> _SUPPLIED RECORDS_
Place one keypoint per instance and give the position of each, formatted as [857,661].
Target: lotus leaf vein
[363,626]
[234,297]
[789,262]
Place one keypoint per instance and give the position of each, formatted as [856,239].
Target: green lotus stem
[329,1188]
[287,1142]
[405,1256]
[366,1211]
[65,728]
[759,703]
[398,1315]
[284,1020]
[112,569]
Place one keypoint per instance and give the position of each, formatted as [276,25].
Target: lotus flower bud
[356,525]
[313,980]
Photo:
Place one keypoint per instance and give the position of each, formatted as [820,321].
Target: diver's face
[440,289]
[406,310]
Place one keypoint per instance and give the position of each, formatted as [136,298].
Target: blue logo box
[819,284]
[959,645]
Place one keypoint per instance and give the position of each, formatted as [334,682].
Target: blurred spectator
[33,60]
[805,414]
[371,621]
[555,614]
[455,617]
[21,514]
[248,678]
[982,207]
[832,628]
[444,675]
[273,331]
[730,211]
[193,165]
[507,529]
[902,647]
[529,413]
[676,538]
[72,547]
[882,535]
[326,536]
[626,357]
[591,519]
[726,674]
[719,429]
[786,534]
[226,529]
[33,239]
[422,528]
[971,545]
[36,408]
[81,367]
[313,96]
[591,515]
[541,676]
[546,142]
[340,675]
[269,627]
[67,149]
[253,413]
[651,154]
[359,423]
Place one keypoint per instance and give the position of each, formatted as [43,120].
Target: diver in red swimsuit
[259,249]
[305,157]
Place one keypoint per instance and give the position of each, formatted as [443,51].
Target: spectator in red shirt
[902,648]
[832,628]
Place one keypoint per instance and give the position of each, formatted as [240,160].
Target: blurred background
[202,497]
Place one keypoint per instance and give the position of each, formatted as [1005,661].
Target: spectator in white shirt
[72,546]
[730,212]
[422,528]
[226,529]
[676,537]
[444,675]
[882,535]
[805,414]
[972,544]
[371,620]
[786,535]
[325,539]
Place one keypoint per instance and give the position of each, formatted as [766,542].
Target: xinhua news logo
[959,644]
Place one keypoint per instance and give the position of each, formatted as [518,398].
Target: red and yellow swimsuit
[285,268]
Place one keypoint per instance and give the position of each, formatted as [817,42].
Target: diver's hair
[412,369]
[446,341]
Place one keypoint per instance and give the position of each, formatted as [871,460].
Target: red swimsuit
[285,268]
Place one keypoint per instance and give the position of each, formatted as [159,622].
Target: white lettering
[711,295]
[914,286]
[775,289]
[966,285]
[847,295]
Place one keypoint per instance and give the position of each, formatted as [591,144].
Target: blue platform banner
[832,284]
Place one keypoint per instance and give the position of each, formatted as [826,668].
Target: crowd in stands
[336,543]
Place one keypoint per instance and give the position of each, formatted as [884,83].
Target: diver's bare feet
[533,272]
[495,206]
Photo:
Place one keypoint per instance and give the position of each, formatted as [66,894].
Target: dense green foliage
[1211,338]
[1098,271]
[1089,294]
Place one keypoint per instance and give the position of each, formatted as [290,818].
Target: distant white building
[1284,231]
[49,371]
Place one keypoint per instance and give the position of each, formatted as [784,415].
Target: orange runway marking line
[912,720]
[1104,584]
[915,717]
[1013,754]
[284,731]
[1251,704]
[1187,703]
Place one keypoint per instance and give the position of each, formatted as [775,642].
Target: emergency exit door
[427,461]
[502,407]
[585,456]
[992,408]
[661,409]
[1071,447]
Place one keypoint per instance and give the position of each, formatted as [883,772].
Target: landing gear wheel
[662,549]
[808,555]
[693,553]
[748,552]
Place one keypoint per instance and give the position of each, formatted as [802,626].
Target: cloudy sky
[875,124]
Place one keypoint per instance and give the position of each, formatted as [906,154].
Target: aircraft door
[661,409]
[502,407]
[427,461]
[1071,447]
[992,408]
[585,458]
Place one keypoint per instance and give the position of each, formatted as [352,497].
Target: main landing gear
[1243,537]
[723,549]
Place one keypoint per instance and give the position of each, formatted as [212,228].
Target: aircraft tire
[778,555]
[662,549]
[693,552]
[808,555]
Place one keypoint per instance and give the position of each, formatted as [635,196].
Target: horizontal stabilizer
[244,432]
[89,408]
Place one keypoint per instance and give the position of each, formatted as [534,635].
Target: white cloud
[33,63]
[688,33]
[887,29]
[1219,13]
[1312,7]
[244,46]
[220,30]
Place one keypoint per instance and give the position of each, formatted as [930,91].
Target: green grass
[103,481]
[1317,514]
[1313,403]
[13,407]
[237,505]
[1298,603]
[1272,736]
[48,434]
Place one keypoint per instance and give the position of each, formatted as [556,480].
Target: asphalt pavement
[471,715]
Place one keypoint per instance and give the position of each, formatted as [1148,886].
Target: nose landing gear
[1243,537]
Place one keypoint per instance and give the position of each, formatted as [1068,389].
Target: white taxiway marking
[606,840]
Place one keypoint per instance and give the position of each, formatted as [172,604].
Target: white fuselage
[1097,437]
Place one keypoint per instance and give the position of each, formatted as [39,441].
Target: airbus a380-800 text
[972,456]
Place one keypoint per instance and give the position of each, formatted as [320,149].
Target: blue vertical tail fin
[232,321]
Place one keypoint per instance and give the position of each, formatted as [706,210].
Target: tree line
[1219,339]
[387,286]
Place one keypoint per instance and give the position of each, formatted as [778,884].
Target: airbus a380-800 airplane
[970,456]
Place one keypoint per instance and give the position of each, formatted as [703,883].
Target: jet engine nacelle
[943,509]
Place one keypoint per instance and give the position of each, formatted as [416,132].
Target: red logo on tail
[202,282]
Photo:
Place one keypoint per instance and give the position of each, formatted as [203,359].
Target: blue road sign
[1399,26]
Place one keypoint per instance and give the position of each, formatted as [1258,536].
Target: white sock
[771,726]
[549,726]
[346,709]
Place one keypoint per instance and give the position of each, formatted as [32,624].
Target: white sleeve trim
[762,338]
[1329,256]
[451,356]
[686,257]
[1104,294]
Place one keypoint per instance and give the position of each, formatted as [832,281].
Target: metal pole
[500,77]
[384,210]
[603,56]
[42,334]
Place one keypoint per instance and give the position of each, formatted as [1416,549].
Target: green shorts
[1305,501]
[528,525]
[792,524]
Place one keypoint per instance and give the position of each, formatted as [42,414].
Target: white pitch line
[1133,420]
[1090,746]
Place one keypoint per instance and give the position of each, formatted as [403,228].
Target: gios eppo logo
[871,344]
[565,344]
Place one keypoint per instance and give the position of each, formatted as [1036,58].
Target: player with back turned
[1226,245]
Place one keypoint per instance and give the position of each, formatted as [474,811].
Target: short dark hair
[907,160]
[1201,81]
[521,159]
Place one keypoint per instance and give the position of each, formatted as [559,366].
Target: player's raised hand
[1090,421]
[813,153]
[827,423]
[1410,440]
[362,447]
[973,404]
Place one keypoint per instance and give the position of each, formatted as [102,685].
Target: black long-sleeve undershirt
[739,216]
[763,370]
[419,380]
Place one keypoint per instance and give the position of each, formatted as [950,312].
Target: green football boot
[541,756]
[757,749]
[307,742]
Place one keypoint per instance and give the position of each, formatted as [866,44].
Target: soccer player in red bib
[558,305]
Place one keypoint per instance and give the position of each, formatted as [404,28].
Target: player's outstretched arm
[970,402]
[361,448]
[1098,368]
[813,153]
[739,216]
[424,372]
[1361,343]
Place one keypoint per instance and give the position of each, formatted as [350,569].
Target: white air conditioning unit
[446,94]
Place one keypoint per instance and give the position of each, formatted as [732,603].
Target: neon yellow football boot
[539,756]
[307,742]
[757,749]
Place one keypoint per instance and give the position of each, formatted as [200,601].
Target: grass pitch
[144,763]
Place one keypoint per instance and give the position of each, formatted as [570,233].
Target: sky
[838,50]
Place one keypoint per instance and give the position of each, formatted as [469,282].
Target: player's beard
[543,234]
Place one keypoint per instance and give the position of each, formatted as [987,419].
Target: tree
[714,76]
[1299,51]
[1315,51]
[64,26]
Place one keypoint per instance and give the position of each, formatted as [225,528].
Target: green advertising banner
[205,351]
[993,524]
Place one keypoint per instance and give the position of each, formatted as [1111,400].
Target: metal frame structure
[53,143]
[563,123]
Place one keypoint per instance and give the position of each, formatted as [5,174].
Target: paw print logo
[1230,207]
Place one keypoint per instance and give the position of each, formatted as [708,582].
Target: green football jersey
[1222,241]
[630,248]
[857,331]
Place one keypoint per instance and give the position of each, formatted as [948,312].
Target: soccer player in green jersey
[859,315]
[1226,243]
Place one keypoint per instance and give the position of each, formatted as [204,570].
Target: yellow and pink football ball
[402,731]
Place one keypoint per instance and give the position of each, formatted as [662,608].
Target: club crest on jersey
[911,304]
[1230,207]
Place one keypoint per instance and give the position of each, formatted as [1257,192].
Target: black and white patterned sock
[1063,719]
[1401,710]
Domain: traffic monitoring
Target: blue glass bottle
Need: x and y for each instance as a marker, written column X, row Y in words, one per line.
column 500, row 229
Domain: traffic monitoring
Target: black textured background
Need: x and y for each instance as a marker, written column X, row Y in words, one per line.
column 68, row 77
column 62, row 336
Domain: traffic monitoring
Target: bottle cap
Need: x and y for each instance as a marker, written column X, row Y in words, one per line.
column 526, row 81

> _WORK TO BE COMPLETED_
Whenever "bottle" occurs in a line above, copy that line.

> _SOLUTION FOR THIS EXERCISE_
Target: blue glass bottle
Target: bottle cap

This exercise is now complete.